(begin)

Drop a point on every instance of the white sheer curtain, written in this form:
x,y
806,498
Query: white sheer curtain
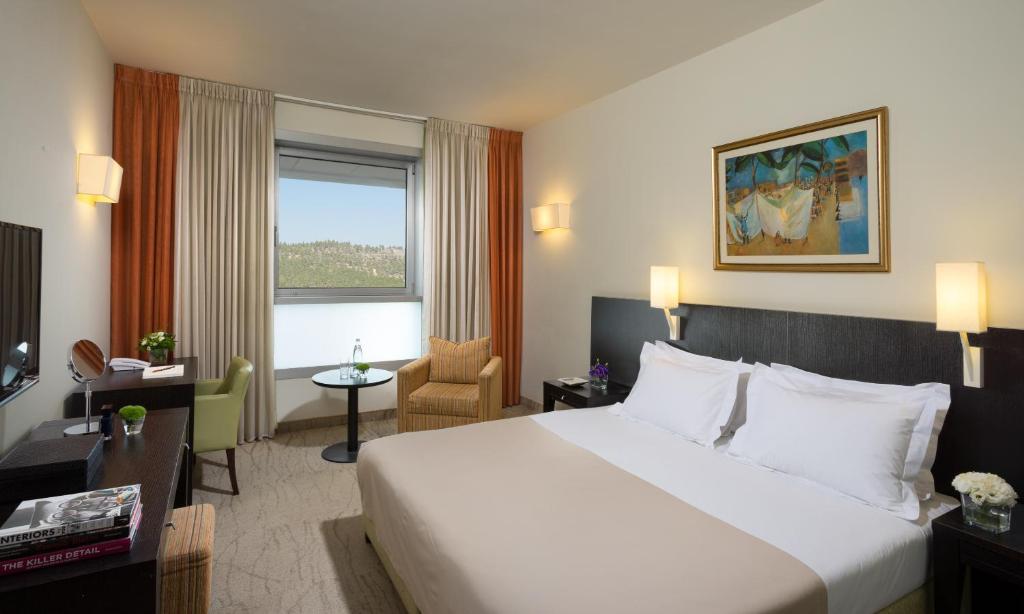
x,y
223,302
456,286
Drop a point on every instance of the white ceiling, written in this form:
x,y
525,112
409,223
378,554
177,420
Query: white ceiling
x,y
500,62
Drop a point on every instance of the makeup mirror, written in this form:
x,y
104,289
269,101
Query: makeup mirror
x,y
86,361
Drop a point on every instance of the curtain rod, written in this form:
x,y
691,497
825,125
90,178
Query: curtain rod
x,y
355,110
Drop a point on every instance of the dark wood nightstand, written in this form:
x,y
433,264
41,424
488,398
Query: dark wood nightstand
x,y
956,546
582,396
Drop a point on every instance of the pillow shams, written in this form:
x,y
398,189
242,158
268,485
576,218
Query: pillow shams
x,y
689,401
855,446
925,441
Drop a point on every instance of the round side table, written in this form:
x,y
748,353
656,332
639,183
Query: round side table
x,y
347,451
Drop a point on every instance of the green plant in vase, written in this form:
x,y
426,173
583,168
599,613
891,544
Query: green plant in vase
x,y
132,417
158,345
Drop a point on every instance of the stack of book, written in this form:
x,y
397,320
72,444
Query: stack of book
x,y
62,529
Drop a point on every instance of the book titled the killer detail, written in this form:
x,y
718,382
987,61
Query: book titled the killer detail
x,y
24,549
43,519
71,555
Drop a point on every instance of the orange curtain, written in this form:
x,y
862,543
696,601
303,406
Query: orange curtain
x,y
145,139
505,240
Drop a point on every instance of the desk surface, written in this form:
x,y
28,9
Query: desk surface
x,y
150,458
131,380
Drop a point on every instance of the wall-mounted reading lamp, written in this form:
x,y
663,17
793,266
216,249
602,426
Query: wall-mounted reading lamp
x,y
551,216
665,295
98,178
962,306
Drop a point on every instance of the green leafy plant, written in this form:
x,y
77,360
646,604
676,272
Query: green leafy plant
x,y
158,341
132,413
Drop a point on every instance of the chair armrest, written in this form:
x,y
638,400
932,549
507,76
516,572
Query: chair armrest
x,y
489,381
216,423
207,387
411,377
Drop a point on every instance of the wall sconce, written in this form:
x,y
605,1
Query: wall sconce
x,y
665,295
962,306
98,178
551,216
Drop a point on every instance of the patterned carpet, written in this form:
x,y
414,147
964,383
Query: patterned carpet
x,y
292,540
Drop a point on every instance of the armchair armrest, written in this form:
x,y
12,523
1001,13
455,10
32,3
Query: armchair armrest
x,y
207,387
489,381
411,377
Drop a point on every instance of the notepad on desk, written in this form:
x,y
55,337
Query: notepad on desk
x,y
167,370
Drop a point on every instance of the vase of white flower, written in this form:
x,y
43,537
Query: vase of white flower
x,y
987,500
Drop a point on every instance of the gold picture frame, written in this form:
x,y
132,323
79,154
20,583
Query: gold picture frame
x,y
810,199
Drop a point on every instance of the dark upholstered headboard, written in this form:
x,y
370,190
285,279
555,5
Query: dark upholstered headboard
x,y
984,430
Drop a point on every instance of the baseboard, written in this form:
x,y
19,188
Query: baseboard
x,y
331,421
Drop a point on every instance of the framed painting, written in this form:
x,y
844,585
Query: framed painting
x,y
814,198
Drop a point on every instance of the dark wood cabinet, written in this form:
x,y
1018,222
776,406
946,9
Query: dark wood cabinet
x,y
582,396
127,582
996,564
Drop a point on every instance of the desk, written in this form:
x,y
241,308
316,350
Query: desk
x,y
128,388
127,582
348,450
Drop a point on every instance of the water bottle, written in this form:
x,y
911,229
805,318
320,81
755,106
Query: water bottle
x,y
356,357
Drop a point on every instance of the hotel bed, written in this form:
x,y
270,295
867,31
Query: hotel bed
x,y
586,511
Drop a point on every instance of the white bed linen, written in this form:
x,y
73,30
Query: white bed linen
x,y
866,557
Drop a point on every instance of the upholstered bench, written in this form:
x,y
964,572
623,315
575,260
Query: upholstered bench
x,y
187,562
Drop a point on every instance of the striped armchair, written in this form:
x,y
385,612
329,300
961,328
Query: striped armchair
x,y
454,385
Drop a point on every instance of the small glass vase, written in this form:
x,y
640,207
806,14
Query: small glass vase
x,y
994,519
134,427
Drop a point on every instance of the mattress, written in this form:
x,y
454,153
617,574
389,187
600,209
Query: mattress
x,y
585,511
867,558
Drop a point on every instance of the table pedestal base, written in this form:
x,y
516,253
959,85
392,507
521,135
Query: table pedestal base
x,y
339,452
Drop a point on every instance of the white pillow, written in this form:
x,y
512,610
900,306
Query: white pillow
x,y
675,354
856,446
690,401
924,443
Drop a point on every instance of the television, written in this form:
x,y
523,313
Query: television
x,y
20,279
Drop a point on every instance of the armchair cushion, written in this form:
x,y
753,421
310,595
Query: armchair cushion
x,y
435,398
458,362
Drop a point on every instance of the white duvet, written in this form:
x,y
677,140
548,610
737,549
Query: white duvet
x,y
866,557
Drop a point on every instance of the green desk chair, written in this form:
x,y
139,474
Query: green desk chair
x,y
218,408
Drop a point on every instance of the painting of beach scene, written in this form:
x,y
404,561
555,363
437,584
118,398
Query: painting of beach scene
x,y
808,199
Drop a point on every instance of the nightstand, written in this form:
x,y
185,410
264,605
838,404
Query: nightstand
x,y
582,396
956,546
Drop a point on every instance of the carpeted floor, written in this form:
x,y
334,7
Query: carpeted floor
x,y
292,540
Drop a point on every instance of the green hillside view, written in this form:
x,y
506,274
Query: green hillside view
x,y
336,264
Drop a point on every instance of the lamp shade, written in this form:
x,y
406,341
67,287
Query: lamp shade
x,y
961,298
665,287
546,217
98,178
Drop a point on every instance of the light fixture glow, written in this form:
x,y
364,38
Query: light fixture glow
x,y
547,217
962,306
665,295
98,178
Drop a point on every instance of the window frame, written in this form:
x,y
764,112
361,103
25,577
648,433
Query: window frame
x,y
287,296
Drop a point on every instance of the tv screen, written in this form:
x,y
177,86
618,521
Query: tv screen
x,y
20,271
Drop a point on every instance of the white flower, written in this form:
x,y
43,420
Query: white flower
x,y
985,488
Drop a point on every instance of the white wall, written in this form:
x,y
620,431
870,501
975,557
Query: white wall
x,y
636,167
299,398
56,89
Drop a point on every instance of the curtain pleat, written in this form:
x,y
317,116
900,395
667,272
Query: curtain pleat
x,y
145,135
456,287
224,299
505,242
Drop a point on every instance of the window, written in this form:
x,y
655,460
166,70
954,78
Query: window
x,y
344,226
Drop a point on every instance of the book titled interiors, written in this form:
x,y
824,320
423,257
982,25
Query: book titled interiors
x,y
51,517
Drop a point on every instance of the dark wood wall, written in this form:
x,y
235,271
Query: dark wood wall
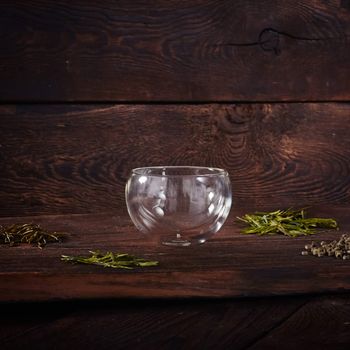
x,y
89,90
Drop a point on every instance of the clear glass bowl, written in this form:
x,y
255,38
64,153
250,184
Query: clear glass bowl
x,y
179,205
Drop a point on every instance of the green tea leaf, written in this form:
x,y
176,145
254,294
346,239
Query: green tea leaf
x,y
288,222
110,259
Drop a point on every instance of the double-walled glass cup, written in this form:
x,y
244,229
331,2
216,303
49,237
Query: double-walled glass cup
x,y
179,205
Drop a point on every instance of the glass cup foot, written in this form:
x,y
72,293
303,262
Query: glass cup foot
x,y
177,242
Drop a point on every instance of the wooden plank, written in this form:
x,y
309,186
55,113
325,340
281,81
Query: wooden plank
x,y
174,51
321,324
228,265
76,159
146,324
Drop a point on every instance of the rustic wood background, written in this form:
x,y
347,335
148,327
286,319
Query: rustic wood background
x,y
91,90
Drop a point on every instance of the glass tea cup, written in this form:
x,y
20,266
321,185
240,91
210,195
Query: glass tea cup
x,y
178,205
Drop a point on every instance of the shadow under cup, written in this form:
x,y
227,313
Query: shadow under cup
x,y
178,205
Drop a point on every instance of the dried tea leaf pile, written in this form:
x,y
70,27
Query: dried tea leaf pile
x,y
292,223
339,249
110,259
27,233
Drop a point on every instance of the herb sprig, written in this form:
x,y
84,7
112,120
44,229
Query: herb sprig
x,y
110,259
28,233
292,223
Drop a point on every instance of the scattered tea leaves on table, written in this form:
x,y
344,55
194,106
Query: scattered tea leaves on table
x,y
28,233
292,223
339,249
110,259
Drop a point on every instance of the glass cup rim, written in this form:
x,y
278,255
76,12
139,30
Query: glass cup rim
x,y
212,171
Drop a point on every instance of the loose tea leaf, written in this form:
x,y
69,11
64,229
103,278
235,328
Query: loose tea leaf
x,y
28,233
289,222
109,259
339,249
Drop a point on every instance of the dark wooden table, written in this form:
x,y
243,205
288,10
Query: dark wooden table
x,y
235,291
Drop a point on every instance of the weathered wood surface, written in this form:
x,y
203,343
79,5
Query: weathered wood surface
x,y
76,159
322,323
174,50
218,324
229,265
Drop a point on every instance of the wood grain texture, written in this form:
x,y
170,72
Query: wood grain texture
x,y
323,323
218,324
76,159
228,265
213,50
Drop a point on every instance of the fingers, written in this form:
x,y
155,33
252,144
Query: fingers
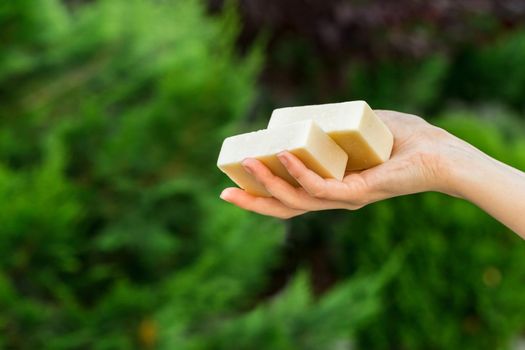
x,y
261,205
352,191
290,196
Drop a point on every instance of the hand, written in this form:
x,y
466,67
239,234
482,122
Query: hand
x,y
420,161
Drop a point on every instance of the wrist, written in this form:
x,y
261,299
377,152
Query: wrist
x,y
458,166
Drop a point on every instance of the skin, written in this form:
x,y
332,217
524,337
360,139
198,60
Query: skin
x,y
424,158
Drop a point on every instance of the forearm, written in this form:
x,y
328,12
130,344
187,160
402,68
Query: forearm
x,y
492,185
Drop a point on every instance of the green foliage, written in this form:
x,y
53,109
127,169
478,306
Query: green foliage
x,y
460,286
493,72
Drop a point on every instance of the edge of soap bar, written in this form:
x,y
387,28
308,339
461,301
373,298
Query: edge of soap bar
x,y
376,133
337,119
309,139
319,113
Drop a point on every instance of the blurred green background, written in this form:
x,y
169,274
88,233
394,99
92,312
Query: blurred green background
x,y
112,235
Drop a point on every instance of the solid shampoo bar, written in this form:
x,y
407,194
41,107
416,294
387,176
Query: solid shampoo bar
x,y
352,125
305,139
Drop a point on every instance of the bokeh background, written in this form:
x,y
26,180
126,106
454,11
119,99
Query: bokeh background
x,y
112,235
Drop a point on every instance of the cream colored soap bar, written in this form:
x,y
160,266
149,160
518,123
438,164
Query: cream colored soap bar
x,y
305,139
353,125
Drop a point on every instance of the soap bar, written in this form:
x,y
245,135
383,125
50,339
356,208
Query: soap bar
x,y
352,125
305,139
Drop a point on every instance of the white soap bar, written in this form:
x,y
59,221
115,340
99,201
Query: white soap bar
x,y
305,139
352,125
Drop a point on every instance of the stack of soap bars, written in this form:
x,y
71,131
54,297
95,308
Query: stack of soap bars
x,y
329,139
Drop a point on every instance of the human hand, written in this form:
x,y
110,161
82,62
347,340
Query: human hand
x,y
421,158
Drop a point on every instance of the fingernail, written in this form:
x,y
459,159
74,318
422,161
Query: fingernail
x,y
282,158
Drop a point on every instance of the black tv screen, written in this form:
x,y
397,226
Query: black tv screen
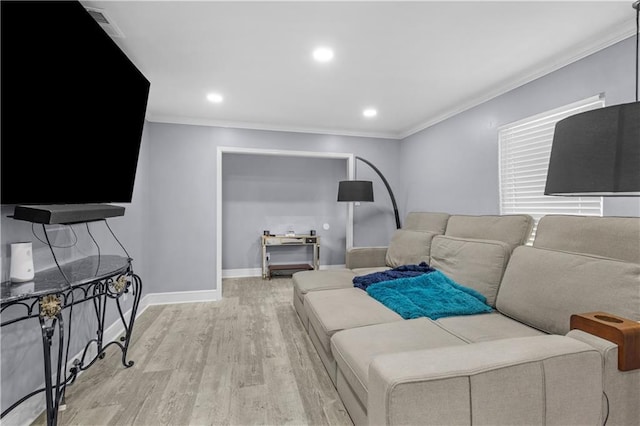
x,y
73,107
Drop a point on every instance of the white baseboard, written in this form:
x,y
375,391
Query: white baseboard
x,y
27,412
257,272
179,297
241,273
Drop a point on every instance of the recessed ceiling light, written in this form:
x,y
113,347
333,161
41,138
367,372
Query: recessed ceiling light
x,y
369,112
323,54
216,98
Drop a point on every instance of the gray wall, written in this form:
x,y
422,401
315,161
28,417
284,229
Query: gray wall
x,y
264,192
182,196
22,358
453,166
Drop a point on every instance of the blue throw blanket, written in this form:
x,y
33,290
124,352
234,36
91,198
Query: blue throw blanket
x,y
364,281
432,295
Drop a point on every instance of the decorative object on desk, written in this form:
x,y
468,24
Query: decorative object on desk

(end)

Omit the pictures, and please restate word for word the lines running from the line with "Drop a point on every instance of the black" to the end of the entries.

Drop a point on every instance of the black tv screen, written in this form:
x,y
397,226
Query: black tv screen
x,y
73,107
Drop a point on every instance of the white baseboard, written in this form:
x,y
375,391
Query: white baseboard
x,y
27,412
257,272
179,297
241,273
Drop a point on every instance of the recessed ceiling light, written in this form:
x,y
113,347
333,161
41,138
367,372
Query: recessed ceiling light
x,y
369,112
323,54
216,98
Drop a point on every instance of the gray wall, written in this form:
x,y
422,401
315,161
28,417
284,229
Query: gray wall
x,y
264,192
182,196
22,358
453,166
Drop a point on every instance of the blue throw blanket, written in this form:
x,y
33,290
124,352
234,36
91,198
Query: blue throw blanket
x,y
364,281
432,295
Drop a point on every instance of the decorative object on desk, written in this form:
x,y
468,24
Query: decorative object on desk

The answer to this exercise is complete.